■ Text section
──────

As a reminder, if you are not fully satisfied, you can return your undamaged iPhone to any Apple Retail Store or the online Apple Store within 30 days of purchase for a full refund.

We hope you love the iPhone 4 as much as we do.

Thank you for your patience and support.

Apple

----------


## Petri

Interesting to see how it performs when I get back home next week.

iPad and iPhone 4 are quite easily available here in Hong Kong although neither is officially sold here yet, about 15-20% premium in the price.  I paid way too much for the camera connection kit, not to mention it seems to be piece of crap.  Plenty of iPhone 3 and iPad accessories from a few dollars/euros a piece, but just a few for the iPhone 4 yet.  Bought a load to make it easier to sell the 3GS..

People seem to have very mixed brand phones and the norm is unsubvented phones.

----------


## JEK

I found the camera kit very handy when traveling.

----------


## Petri

Initial verdict is poor (similar to the iPod camera connection kit) but the jury is still out, probably works better with P&S as intended.  Posting to Facebook works fine through the Facebook App but I'm not sure if there's a way to post e.g. here on SBHOnline.

I hope Apple will officially open the USB for other use as well.

Anyway, my first not so Apple-ish experience was as follows:

First I connected my CF reader to it (Sandisk Extreme with Sandisk Extreme IV Compact Flash card).  Previews look fine and it even recognized that I had shoot in RAW+JPEG mode.  I clicked Import All and after a dozen or so photos there's an error that the attached accessory uses too much power.  Bad luck, one cannot charge the iPod and use the camera connector kit at the same time.  Ok, using a memory card isn't quite the recommended way to use it.

──────

(Rows of box annotation data)
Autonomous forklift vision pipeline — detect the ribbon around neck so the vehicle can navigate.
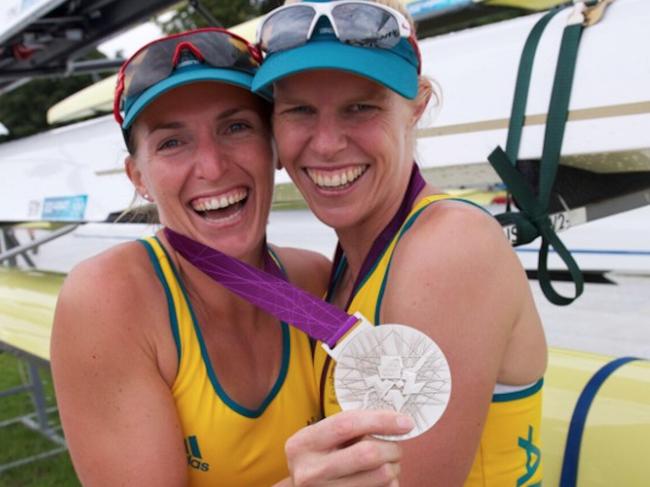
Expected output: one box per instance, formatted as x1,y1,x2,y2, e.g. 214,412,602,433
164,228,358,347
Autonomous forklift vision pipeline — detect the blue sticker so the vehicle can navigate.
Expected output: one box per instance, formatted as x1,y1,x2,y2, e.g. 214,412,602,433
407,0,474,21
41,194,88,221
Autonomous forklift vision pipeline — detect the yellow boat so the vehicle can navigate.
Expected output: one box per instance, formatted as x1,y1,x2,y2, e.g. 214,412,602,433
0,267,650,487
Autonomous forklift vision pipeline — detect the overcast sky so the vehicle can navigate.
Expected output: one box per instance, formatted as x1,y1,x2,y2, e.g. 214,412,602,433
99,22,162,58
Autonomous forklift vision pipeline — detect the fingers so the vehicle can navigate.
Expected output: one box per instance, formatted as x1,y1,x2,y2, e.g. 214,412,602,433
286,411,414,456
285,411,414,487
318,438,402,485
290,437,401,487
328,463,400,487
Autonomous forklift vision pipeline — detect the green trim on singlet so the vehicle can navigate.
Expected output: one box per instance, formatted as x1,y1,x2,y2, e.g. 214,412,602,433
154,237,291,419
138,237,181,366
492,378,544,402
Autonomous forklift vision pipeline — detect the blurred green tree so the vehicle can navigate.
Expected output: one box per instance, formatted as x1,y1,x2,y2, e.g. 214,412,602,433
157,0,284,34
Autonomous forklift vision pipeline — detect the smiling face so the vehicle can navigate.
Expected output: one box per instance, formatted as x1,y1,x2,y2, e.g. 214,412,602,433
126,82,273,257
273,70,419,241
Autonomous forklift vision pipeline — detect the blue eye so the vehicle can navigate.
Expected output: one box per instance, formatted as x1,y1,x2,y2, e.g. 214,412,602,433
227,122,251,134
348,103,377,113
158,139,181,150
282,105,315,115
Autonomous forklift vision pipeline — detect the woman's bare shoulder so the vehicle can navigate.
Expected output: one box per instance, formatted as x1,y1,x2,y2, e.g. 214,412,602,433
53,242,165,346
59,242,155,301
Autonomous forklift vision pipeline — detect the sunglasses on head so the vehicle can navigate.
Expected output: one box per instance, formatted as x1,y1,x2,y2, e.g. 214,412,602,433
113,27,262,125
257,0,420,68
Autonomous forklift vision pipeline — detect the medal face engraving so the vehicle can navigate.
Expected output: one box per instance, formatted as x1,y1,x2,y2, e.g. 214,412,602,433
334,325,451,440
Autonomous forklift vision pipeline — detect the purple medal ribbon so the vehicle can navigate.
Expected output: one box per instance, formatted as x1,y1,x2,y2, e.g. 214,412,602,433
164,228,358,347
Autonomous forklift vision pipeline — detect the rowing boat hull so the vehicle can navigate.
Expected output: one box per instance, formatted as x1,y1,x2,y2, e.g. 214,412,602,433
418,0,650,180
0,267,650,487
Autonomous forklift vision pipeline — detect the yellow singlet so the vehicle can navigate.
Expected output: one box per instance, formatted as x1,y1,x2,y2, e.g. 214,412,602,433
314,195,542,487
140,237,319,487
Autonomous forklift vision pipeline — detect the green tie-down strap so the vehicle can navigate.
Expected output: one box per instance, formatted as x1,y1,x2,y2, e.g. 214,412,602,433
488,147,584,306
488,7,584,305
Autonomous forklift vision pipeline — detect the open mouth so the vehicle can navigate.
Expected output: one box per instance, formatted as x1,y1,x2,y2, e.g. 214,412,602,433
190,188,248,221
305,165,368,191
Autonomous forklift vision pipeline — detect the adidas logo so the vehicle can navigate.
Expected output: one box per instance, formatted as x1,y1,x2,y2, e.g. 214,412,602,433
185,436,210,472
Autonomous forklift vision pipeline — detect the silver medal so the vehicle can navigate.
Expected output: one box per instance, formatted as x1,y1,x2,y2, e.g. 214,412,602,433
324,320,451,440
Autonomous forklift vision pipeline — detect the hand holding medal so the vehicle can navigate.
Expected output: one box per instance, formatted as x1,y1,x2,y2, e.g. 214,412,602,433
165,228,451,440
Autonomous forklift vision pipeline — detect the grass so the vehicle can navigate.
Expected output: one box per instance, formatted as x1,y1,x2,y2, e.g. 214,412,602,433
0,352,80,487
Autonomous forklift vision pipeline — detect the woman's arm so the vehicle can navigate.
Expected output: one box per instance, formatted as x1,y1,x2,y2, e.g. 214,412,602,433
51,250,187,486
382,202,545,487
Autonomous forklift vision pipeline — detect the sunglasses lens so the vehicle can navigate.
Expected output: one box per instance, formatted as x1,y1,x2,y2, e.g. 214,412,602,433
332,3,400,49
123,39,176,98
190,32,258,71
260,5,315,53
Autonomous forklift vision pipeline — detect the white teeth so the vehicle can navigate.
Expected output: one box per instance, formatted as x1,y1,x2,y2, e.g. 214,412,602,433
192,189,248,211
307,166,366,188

──────

Copy the forum thread text between "We hope you" and "home next week.", inclusive.

■ Solution
We hope you love the iPhone 4 as much as we do.

Thank you for your patience and support.

Apple

----------


## Petri

Interesting to see how it performs when I get back home next week.